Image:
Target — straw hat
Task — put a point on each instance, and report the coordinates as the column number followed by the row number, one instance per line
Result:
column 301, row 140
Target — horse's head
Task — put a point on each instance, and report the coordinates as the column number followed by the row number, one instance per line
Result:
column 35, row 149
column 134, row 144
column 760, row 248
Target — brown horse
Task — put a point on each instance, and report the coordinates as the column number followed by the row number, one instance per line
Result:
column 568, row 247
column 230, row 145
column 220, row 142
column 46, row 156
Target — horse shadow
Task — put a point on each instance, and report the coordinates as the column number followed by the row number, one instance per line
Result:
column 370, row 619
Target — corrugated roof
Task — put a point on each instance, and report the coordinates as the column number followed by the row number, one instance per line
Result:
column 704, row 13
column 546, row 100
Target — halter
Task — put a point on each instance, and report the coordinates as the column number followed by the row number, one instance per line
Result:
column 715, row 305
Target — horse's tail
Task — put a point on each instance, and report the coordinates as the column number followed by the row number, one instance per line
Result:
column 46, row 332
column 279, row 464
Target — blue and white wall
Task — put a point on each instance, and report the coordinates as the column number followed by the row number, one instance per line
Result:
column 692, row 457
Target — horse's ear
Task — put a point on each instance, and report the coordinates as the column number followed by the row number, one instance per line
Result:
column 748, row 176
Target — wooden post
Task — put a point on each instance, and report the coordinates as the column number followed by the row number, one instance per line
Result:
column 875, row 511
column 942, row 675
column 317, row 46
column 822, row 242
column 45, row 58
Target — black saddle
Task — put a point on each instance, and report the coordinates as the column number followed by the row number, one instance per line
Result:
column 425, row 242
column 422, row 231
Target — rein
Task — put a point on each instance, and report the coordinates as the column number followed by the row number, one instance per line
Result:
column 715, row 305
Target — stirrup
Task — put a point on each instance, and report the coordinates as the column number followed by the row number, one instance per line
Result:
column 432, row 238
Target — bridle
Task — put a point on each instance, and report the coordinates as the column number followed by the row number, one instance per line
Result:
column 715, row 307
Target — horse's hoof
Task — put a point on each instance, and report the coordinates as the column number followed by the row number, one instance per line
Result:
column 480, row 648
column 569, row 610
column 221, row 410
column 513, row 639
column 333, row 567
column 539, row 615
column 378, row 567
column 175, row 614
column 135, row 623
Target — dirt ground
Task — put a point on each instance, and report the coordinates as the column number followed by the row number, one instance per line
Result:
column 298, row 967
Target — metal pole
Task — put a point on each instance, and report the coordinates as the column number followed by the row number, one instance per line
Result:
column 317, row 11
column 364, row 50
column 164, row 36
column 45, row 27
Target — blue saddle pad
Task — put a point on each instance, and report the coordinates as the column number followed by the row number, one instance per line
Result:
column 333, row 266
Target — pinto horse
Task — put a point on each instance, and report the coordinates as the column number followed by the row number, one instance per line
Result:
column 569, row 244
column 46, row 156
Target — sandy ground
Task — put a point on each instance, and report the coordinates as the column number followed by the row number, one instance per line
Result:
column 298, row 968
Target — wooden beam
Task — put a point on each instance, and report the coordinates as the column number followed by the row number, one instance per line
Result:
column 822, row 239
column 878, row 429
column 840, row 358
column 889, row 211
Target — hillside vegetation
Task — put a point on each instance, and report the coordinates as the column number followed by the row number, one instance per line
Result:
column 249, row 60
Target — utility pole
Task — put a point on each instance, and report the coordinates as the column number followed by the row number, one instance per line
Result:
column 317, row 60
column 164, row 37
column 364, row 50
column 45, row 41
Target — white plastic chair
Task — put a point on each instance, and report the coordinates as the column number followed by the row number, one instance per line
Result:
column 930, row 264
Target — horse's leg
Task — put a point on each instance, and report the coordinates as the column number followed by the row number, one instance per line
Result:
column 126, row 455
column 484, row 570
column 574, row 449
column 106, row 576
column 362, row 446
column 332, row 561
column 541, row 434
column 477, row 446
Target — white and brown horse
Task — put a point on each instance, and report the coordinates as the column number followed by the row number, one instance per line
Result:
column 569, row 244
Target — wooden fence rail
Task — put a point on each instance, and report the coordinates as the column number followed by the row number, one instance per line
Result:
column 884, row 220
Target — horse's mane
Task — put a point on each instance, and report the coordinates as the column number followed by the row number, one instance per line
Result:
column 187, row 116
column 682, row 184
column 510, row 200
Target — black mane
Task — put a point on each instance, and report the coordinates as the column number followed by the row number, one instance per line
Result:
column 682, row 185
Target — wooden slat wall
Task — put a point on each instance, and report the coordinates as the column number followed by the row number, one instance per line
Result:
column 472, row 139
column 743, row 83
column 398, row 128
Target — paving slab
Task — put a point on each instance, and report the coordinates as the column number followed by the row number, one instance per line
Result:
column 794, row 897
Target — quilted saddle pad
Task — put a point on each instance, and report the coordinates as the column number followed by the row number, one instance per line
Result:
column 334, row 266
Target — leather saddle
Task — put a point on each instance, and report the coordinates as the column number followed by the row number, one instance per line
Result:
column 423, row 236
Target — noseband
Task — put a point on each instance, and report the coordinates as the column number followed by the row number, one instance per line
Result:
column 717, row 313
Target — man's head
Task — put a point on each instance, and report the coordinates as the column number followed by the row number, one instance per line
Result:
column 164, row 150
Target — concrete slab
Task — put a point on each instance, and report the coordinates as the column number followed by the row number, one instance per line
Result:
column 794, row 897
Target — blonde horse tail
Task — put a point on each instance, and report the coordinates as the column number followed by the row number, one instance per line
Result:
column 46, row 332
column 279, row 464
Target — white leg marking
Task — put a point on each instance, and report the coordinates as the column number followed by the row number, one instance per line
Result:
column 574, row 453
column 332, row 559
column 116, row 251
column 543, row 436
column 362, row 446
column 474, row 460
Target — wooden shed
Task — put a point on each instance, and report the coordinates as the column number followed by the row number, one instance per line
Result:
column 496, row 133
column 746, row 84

REQUIREMENTS = Rewrite all of the records above with "place a dot on" in place of every "put a point on", keeping everything else the same.

THE REPLY =
Image:
Target — straw hat
Task — place a dot on each instance, and report the coordinates as the column number followed by the row number, one instance per line
Result:
column 301, row 140
Target — horse's head
Task — place a dot on each instance, and report the coordinates as the column number followed by the row number, one instance per line
Result:
column 35, row 149
column 134, row 144
column 760, row 248
Target — brown horse
Task — place a dot on each instance, and report the coordinates as the column number followed by the row number, one instance per line
Result:
column 568, row 247
column 230, row 145
column 220, row 142
column 46, row 156
Target — horse shadow
Task — place a dot on each instance, and report the coordinates as the column number followed by the row number, one instance per line
Result:
column 370, row 619
Target — corrugated roof
Task — place a dot on each instance, and report the coordinates as the column number followed by the row number, one instance per line
Result:
column 704, row 13
column 546, row 100
Target — halter
Task — place a dot on each instance, and report the coordinates as the column number followed by the row number, one instance per line
Result:
column 715, row 305
Target — horse's tail
Task — place a dot on each instance, and report the coordinates as the column number followed by the row number, one instance per line
Result:
column 46, row 332
column 279, row 464
Target — blue and white wall
Task — place a dot on each instance, and report the coordinates as the column number followed by the row number, one instance per line
Result:
column 692, row 457
Target — horse's ear
Task — place a dot on each instance, and report the coordinates as the column number followed by the row number, one instance per line
Result:
column 748, row 176
Target — wooden post
Task — place a dot on each instance, and report the coordinates as the column number followed by the row number, one instance per line
Result:
column 875, row 511
column 942, row 675
column 317, row 46
column 822, row 242
column 45, row 58
Target — black saddle
Task — place a dot on each instance, and report the coordinates as the column number followed by the row number, one instance per line
Result:
column 425, row 242
column 422, row 231
Target — rein
Task — place a dot on each instance, and report the coordinates as the column number followed by the row number, one instance per line
Result:
column 715, row 305
Target — stirrup
Task — place a dot on each instance, and report the coordinates as the column number followed by the row number, one instance per line
Result:
column 432, row 238
Target — bridle
Task — place a dot on each instance, and report the coordinates as the column number followed by the row number, one instance per line
Result:
column 715, row 307
Target — horse's hoof
Task — place a dot on each instance, and report the coordinates as the column number followed by the row number, one instance per line
Result:
column 480, row 648
column 569, row 610
column 221, row 410
column 513, row 639
column 333, row 567
column 539, row 615
column 378, row 567
column 175, row 614
column 135, row 623
Target — dirt ground
Task — place a dot on each instance, and report the coordinates as the column number followed by the row number, one instance per line
Result:
column 298, row 967
Target — metal pole
Task — place a dot on each instance, and report the coordinates as the column number followed by the row number, one instance per line
Result:
column 317, row 11
column 364, row 50
column 164, row 36
column 45, row 27
Target — blue saddle pad
Task — place a dot on each instance, and report the coordinates as the column number followed by the row number, one instance per line
Result:
column 333, row 266
Target — pinto horse
Task — place a dot on each instance, and report the coordinates as the column number followed by the row number, one instance per line
Result:
column 569, row 244
column 46, row 156
Target — sandy ground
Task — place a dot on each instance, and report the coordinates as the column number followed by the row number, one instance per line
Result:
column 298, row 968
Target — wooden beam
Task — place a dot on each instance, and report the coordinates as the column number followed by the row number, one instance per line
Result:
column 822, row 239
column 878, row 429
column 840, row 358
column 889, row 211
Target — hillside vegetation
Task — place a dot on each instance, and report the coordinates as the column number followed by the row number, one instance per line
Result:
column 249, row 60
Target — utility pole
Task — place a dot on each instance, and report the coordinates as the column number followed by the row number, one instance per line
Result:
column 317, row 60
column 164, row 37
column 364, row 50
column 45, row 41
Target — white plastic chair
Task — place a dot on each instance, and report the coordinates as the column number followed by the row number, one instance per line
Result:
column 930, row 264
Target — horse's leg
Task — place a dot on each instance, and report the coordinates as the column number followed by the row number, one instance per line
Result:
column 126, row 455
column 484, row 570
column 574, row 449
column 106, row 576
column 362, row 446
column 332, row 561
column 541, row 434
column 477, row 446
Target — white and brown horse
Task — place a dot on each instance, and report the coordinates as the column number followed by the row number, one instance per line
Result:
column 569, row 244
Target — wooden fence rail
Task — place a dot on each instance, and report the coordinates as the column number followed by the row number, one instance per line
Result:
column 884, row 220
Target — horse's mane
Task — place a dot on each instance, and report the coordinates as the column number followed by the row number, one instance per line
Result:
column 187, row 116
column 682, row 184
column 510, row 200
Target — black mane
Task — place a dot on each instance, and report the coordinates as the column number followed by the row number, one instance per line
Result:
column 682, row 185
Target — wooden slat wall
Task — place a dot on each instance, and report the coordinates as the column number followed by the row number, one instance per line
Result:
column 472, row 139
column 743, row 83
column 398, row 128
Target — paving slab
Task — place a dot on each instance, and report the coordinates as the column number followed by the row number, one instance per line
Result:
column 794, row 897
Target — quilted saddle pad
Task — place a dot on each instance, and report the coordinates as the column number followed by the row number, one instance per line
Result:
column 334, row 266
Target — leather saddle
Task — place a dot on each instance, and report the coordinates as the column number followed by the row number, one instance per line
Result:
column 423, row 236
Target — noseband
Task — place a dot on each instance, and report the coordinates as the column number followed by the row number, one instance per line
Result:
column 717, row 313
Target — man's head
Task — place a dot on each instance, and report the coordinates as the column number followed by the row number, one instance per line
Result:
column 164, row 150
Target — concrete slab
Task — place a dot on each instance, and report the coordinates as the column number followed by the row number, one instance per line
Result:
column 794, row 897
Target — blonde horse tail
Task — place a dot on each instance, and report the coordinates as the column number followed by the row number, one instance per line
Result:
column 46, row 332
column 279, row 464
Target — white leg marking
Task — place a dot on each instance, and report the coordinates as the column number followed by the row number, one instance per line
Result:
column 574, row 453
column 332, row 559
column 116, row 251
column 543, row 436
column 362, row 446
column 474, row 460
Target — wooden shed
Task — place a dot on each instance, and report the coordinates as the column number followed by the row number, one instance per line
Result:
column 496, row 133
column 746, row 84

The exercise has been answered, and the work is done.